▶ Brief 1: What does Shyamalan say is the theme of his movie, according to the text about his script and cast?
▶ Brief 2: Carry on the text about Shyamalan's movie past its final sentence, in the same style.

In writing the script the first couple of drafts simply didn't work and were thrown out.  Only with the third and fourth draft did he begin seeing the Cole character as a hyper sensitive child.  Then he visualized the ending and it all began coming together for Shyamalan.  Shyamalan says the theme of his movie is communication.  Communication between mother and son, husband and wife, the living and the dead.

 

Donnie Wahlberg is the actor who enters the story at the beginning as Vincent.  Vincent is a former patient of Dr. Crowe's and we see him almost nude in the bathroom of the Crowe home.  This is a relatively short but powerful scene.  Wahlberg gets totally into it and brings the character painfully alive.  Crowe has failed this patient.  Vincent screams out in pain: "You failed me.  You failed me!"  At first Crowe doesn't even remember him and then when he does he apologizes.  But it is too late for apologies.  Vincent then takes a gun and shoots Dr. Crowe and turns the gun on himself.  Wahlberg prepared for this role by losing a lot of weight and trying to really feel the pain of a person who has for years been a freak who saw dead people and who was diagnosed as mentally ill.   It was his idea to be nude for the scene and he even improvised some of the lines.  He committed to the five minute part 1000% and it comes through.

▶ Information shown:
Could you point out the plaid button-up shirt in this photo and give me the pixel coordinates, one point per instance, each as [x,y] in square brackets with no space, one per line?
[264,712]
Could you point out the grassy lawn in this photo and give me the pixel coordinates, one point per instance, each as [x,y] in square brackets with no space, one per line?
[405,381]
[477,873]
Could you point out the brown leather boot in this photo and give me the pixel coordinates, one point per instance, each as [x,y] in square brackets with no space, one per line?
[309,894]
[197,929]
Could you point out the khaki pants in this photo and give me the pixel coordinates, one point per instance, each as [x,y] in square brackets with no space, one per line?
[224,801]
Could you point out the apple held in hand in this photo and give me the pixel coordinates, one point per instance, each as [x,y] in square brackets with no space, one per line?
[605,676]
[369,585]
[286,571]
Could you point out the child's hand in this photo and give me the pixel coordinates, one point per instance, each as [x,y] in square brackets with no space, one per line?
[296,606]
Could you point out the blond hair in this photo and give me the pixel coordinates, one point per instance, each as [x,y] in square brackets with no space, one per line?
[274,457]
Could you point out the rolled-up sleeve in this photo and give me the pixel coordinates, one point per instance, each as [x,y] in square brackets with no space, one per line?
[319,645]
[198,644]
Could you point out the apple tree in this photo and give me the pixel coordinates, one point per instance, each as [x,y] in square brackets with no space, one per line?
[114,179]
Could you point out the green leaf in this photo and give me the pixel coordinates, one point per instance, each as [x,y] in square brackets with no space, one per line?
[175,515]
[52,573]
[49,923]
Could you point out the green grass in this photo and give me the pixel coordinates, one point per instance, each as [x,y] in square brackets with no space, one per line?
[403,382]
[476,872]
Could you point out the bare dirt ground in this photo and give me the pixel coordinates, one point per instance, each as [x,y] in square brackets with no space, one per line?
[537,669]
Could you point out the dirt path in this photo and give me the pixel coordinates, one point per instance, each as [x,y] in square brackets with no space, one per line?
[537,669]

▶ Written answer 1: Communication.

▶ Written answer 2:
 

Toni Collette is the Australian actor who plays Cole's mother Lynn Sear and was nominated for an Academy Award as Best Supporting Actress.  She does a really fine job as the mother and says that the key reason she took the role was the scene she had with her son in the car.  If you ask great actors how they are able to do the work that they do so well, they will almost uniformly tell you that the single most important skill of their profession is their ability to listen.  While in that car with her "son" Haley Joel Osment, Toni Collette is carefully listening to what he says, empathizing with how his character must be feeling, and she then becomes the mother, feels the pain, cries and "acts" so powerfully that her character comes alive on the screen so that we all feel the pain.  This is what communication is all about---listening in this way with concentration and empathy.

 

Other great stories about ghosts and the occult have been turned into movies.  This is a theme in the literature of all cultures because everyone is concerned about what happens after a human being dies.  Shyamalan was 27 when everything came together for him and he created The Sixth Sense and as he says: "I hope it will happen again."  As long as he lives consistent with the messages of this film, then I am sure that it will come together for him again as the films messages will help guide his life just as they have the potential to guide your life.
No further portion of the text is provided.